- _Assignment_:
A word-for-word copy of the records that follow is needed, with every picture omitted.

Text-to-region grounding data:

■ ■ ■

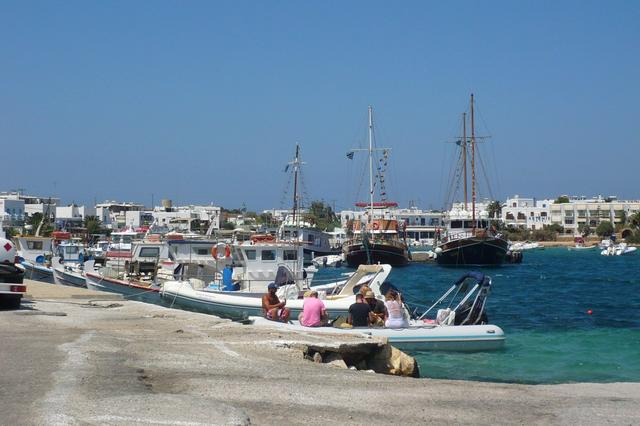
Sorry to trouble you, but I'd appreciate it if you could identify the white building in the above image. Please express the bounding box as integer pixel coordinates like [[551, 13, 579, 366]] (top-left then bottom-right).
[[0, 192, 58, 220], [501, 195, 553, 230], [0, 198, 25, 224], [151, 204, 221, 231], [55, 205, 97, 223], [261, 209, 307, 224], [549, 195, 640, 235], [339, 205, 443, 245], [95, 201, 145, 229]]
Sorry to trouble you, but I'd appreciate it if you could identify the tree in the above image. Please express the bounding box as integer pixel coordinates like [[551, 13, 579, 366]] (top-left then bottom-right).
[[304, 201, 340, 231], [84, 216, 102, 236], [546, 223, 564, 234], [27, 212, 44, 229], [257, 212, 273, 226], [629, 212, 640, 229], [595, 221, 614, 237], [578, 223, 591, 237], [554, 195, 570, 204], [486, 200, 502, 220]]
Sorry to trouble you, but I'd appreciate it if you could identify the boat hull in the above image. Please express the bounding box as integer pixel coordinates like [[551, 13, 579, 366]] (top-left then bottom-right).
[[85, 272, 163, 305], [22, 262, 55, 284], [436, 237, 509, 266], [161, 282, 353, 321], [344, 243, 409, 268], [53, 267, 87, 288], [250, 317, 505, 352]]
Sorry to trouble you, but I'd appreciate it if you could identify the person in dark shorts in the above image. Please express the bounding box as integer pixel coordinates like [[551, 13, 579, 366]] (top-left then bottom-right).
[[348, 293, 372, 327]]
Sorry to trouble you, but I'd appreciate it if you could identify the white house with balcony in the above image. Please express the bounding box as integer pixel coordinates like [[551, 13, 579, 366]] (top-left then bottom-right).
[[501, 195, 553, 230], [549, 195, 640, 235], [0, 198, 25, 225]]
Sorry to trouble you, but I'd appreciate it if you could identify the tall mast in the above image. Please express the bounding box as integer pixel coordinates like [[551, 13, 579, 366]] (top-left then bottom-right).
[[462, 112, 468, 211], [292, 144, 300, 225], [470, 94, 476, 229], [368, 106, 374, 222]]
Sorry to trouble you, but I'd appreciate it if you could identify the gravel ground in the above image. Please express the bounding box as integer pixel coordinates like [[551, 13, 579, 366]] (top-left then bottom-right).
[[1, 292, 638, 425]]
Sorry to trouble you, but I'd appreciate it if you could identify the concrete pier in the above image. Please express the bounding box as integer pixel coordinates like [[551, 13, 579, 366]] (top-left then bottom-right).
[[1, 280, 639, 424]]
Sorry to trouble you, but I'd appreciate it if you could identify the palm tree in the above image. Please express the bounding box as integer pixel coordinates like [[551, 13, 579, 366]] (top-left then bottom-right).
[[84, 216, 102, 239], [487, 200, 502, 220]]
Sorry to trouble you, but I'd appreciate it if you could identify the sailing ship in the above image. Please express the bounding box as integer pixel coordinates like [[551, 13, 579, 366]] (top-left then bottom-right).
[[343, 107, 409, 267], [434, 94, 509, 266]]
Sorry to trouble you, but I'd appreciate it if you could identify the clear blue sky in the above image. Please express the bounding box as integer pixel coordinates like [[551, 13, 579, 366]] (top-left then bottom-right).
[[1, 1, 638, 211]]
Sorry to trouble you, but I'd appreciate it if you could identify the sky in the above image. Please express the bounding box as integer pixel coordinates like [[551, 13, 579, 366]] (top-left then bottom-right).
[[1, 1, 639, 212]]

■ ■ ■

- _Result_:
Sorry to trouble you, but I'd appreciate it if you could identify the white building in the above image. Please express the bounding box as integer pixel coordinates like [[551, 13, 579, 366]] (top-left then bottom-right).
[[0, 192, 58, 220], [501, 195, 553, 230], [0, 198, 25, 224], [151, 204, 221, 231], [55, 205, 97, 223], [261, 209, 307, 224], [549, 195, 640, 235], [339, 205, 443, 245], [95, 201, 145, 229]]
Sorry to trouble you, but I'd appreciate it if you could identify the tree in the above image. Please express the bounding box as integer pixel coordinates like [[551, 13, 579, 366]] (top-left then bottom-right).
[[304, 201, 340, 231], [84, 216, 102, 236], [546, 223, 564, 234], [27, 212, 44, 229], [257, 212, 273, 226], [629, 212, 640, 229], [595, 221, 614, 237], [578, 223, 591, 237], [554, 195, 570, 204], [486, 200, 502, 220]]
Sorry to trouble you, but I'd appreciate it if you could identify the boat hull in the above image. Please express the bounding box as integer pixel coordinates like [[551, 13, 579, 366]] (top-left then bottom-right).
[[85, 272, 163, 305], [22, 262, 55, 284], [436, 237, 509, 266], [161, 282, 353, 321], [344, 243, 409, 268], [53, 267, 87, 288], [250, 317, 505, 352]]
Sorry to trouble you, but I'd appreciate it if you could identify the person in dark shorts in the above image. Please express the bounding box as integer pixel coordinates like [[551, 13, 579, 366]] (top-left then bottom-right).
[[348, 293, 372, 327]]
Sorry to trouble you, but I'd appreciate it if you could identify the white house with balcony in the above image. Please express the bounding box as integer pixel coordinates like [[551, 13, 579, 366]] (top-left then bottom-right).
[[501, 195, 553, 230], [549, 195, 640, 235], [0, 198, 25, 225]]
Sorry to trouble you, but I'd appreciate it if you could identify the tall mast in the above image. Please express the bounding box as integer pixel coordinates like [[551, 13, 579, 366]] (top-left then bottom-right).
[[462, 112, 468, 211], [292, 144, 300, 225], [470, 94, 476, 229], [368, 106, 374, 222]]
Sorry to trouble you, but I'd appreciate it if you could identify the gravel ground in the above image. Please express the bounding box as integer pixel coordinates like [[551, 13, 579, 366]] (top-left then bottom-right).
[[1, 292, 638, 425]]
Sorry to trouble you, but I'd appreciate it if you could identify the concrete pier in the above image. Please express the bounding box as integer pixel coordinates like [[551, 13, 579, 366]] (top-left then bottom-right).
[[1, 280, 639, 424]]
Sorry to trouble you, but I'd appreciate it if you could identify the palm tree in the above image. Please express the bounding box as integer pixel coordinates like [[551, 13, 579, 366]] (top-left then bottom-right).
[[84, 216, 102, 239], [487, 200, 502, 220]]
Sorry to trouble you, but I'd appreciate it if you could identify the sailing ship in the above image. Please express the bounding box as integer pixel coordinates like [[551, 13, 579, 366]] (top-left then bottom-right).
[[343, 107, 409, 267], [434, 94, 509, 266]]
Sorry to trouble you, but I'd appreciate it if you could identify the clear blue sky in the above image. Please express the bounding box as integer pixel coordinates like [[551, 13, 579, 366]] (top-left then bottom-right).
[[1, 1, 638, 211]]
Sorry to trouble you, but I'd appreciate it if you could identify the sky in the above image. Please express the bounding box as integer pixel coordinates like [[551, 13, 579, 366]] (top-left then bottom-right).
[[1, 1, 639, 212]]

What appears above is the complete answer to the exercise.